TEXT SEGMENT -
Iona and Patmos: A Tale of Two Sacred Islands
“In Iona of my heart, Iona of my love…ere the world shall come to an end Iona shall be as it was.”
- Anonymous prophecy
“Every man has within him his Patmos.”
-Victor Hugo
A snapshot of Iona Abbey in 1975. In the foreground is Saint Martin’s Cross, which has stood for some 1200 years. Photo: Mike Dillon
Twice in my life, I’ve stepped ashore on a sacred island.
The second came last October, in Patmos, Greece, when my wife and I debarked the ferry from Kos. As we strolled into the modest harbor town of Skala, a sign in English greeted us: Welcome to Patmos. Enjoy its Beauties. Respect Our Tradition.
We’d arrived at a different manner of Greek isle by design — a light-year away from the Dionysian scrum of Mykonos, or Santorini’s Instagramming hordes. On Patmos, it is said, “the soil is thin,” the border between Heaven and Earth porous.
Fifty years earlier, in June 1975, I came to my first sacred island where the soil is also famously thin. Iona, in Scotland’s Inner Hebrides, is a small, green and ochre place of rocky outcrops and Mediterranean-like sand coves. I landed as a callow, backpacking, twenty-five-year-old American on the first leg of my European wander-year.
Iona occupied a high place on my must-do list because of words I’d overheard, delivered in a plummy English accent, on my parents’ TV: “I never come to Iona…without the feeling some God is in this place.” I looked up to see Kenneth Clark stride across a wintery beach, talking about the Scottish island he often visited in his youth. The first installment of Clark’s “Civilization,” produced by the BBC, was off to a strong start in its American debut in the early days of PBS.
Before setting out for Europe five years later, I worked for nearly two years as a night janitor in a downtown Seattle office building. Awkward, post-college, lacking confidence in my place in the world and uncommonly shy around women, I lived a reclusive existence, sleeping by day, reading, writing, and studying up on Europe in my waking hours. When my savings account hit six thousand dollars — enough to travel on for a year then — it was time to go.
Of course, (surprise, surprise) I wanted to write. In Europe, I figured, I would find my phantom writer’s voice, as if I were on a treasure hunt. Maybe on Hemingway’s Left Bank, or Rilke’s wind-whipped sea cliff at Duino Castle. There were long nights when I doubted my sanity. While my childhood friends were establishing themselves in the world in the expected ways, I might be walking the plank above a cliff of my own making. Yet something down deep whispered: push on, or else betray the life you have been given.

DATASET -
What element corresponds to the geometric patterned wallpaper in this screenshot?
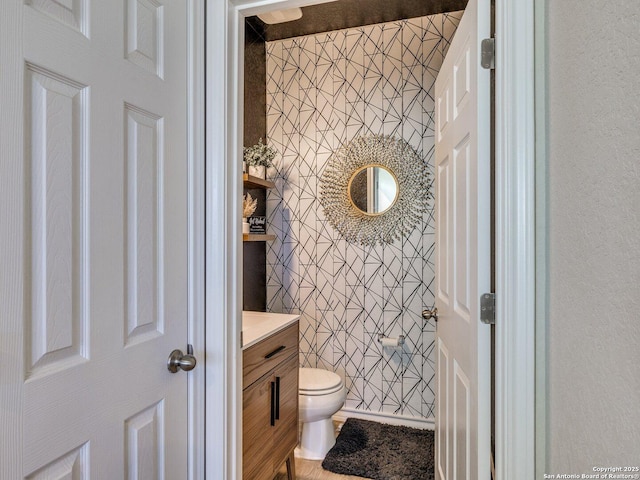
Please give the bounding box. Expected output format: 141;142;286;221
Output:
266;12;462;418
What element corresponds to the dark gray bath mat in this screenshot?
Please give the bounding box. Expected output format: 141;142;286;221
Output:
322;418;435;480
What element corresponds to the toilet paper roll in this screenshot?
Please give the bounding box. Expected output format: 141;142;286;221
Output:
380;337;400;347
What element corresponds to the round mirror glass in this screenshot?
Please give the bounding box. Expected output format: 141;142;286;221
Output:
347;165;398;215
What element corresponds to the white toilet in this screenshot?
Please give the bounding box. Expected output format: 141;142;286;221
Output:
295;368;347;460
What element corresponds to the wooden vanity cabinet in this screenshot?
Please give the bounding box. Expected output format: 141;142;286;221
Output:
242;322;299;480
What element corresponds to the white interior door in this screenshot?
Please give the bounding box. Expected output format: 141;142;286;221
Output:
435;0;491;480
0;0;188;480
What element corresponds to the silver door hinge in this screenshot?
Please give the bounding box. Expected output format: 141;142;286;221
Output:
480;38;496;70
480;293;496;325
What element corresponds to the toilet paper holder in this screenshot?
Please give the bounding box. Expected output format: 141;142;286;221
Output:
378;333;404;347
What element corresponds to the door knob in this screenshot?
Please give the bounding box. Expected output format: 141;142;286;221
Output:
422;308;438;322
167;345;196;373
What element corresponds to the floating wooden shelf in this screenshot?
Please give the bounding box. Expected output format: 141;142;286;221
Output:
242;173;276;188
242;233;276;242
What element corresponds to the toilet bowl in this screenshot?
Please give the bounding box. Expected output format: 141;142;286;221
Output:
295;368;347;460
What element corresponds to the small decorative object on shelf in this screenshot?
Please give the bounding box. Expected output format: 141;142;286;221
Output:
242;193;258;233
243;138;278;179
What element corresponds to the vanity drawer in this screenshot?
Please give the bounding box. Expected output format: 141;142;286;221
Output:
242;321;298;388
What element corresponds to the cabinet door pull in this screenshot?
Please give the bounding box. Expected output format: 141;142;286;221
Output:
276;377;280;420
264;345;287;358
271;382;276;427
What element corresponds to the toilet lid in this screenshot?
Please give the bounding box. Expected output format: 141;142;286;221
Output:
299;368;342;395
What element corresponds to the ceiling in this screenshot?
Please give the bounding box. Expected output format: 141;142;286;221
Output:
246;0;468;42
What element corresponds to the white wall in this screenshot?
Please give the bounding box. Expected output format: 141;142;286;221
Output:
546;0;640;473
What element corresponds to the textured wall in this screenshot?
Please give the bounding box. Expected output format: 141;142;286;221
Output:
242;22;267;312
267;13;461;418
547;0;640;473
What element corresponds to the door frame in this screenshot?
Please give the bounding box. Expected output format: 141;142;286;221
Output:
205;0;544;480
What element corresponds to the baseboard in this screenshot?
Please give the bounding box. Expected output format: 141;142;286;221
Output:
331;408;436;430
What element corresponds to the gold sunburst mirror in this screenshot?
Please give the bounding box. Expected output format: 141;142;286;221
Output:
320;135;431;245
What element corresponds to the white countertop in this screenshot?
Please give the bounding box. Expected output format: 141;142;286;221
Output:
242;311;300;350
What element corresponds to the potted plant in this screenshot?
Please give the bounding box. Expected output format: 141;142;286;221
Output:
242;193;258;233
243;138;278;179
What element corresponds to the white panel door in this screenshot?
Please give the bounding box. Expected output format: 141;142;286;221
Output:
0;0;188;480
435;0;491;480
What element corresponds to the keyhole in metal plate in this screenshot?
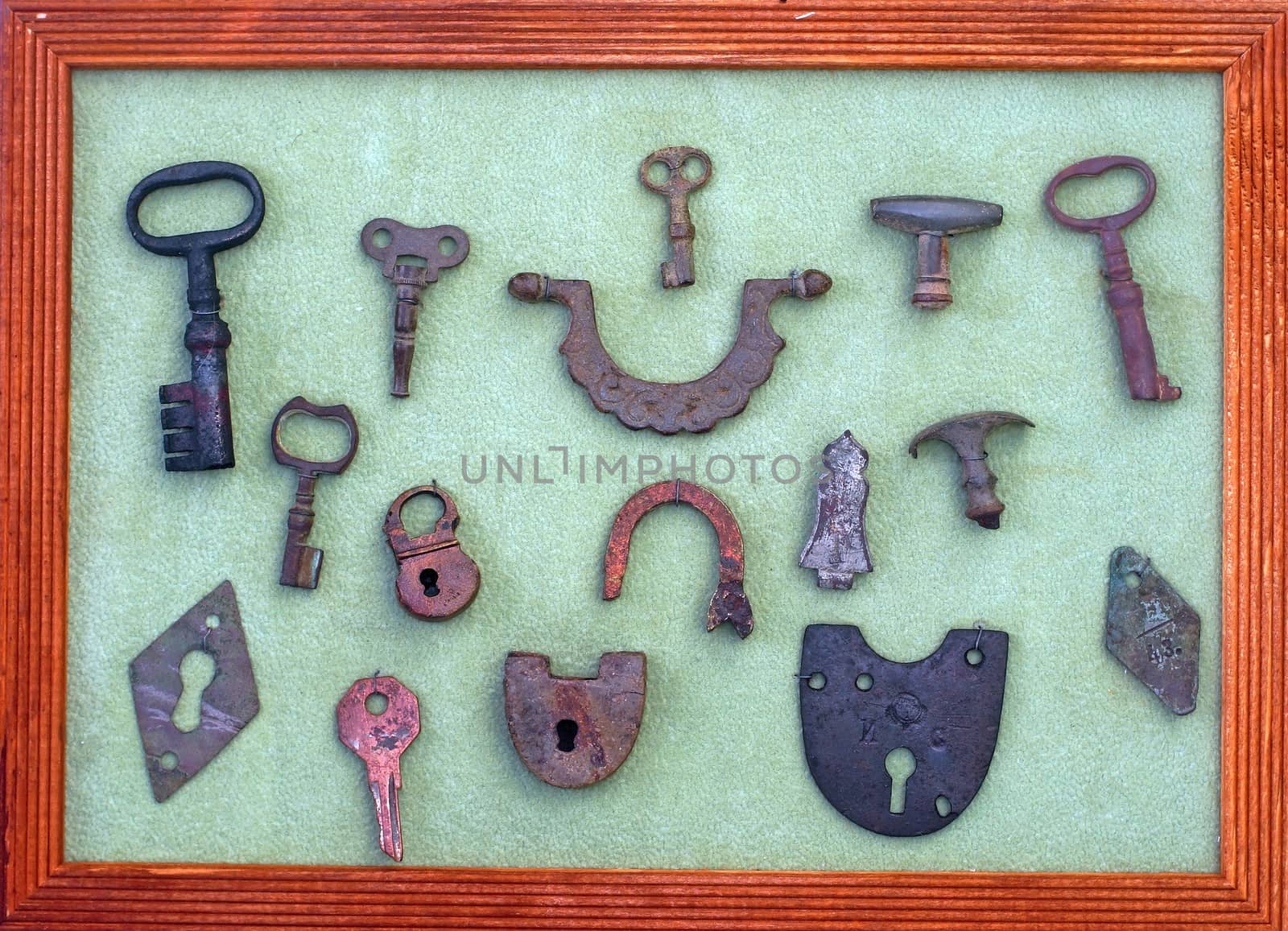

SET EXERCISE - Can you return the portion of the Iona and Patmos essay starting at "Iona and Patmos: A" and ending at "a sacred island.", copied word for word?

RESPONSE TO THE EXERCISE -
Iona and Patmos: A Tale of Two Sacred Islands
“In Iona of my heart, Iona of my love…ere the world shall come to an end Iona shall be as it was.”
- Anonymous prophecy
“Every man has within him his Patmos.”
-Victor Hugo
A snapshot of Iona Abbey in 1975. In the foreground is Saint Martin’s Cross, which has stood for some 1200 years. Photo: Mike Dillon
Twice in my life, I’ve stepped ashore on a sacred island.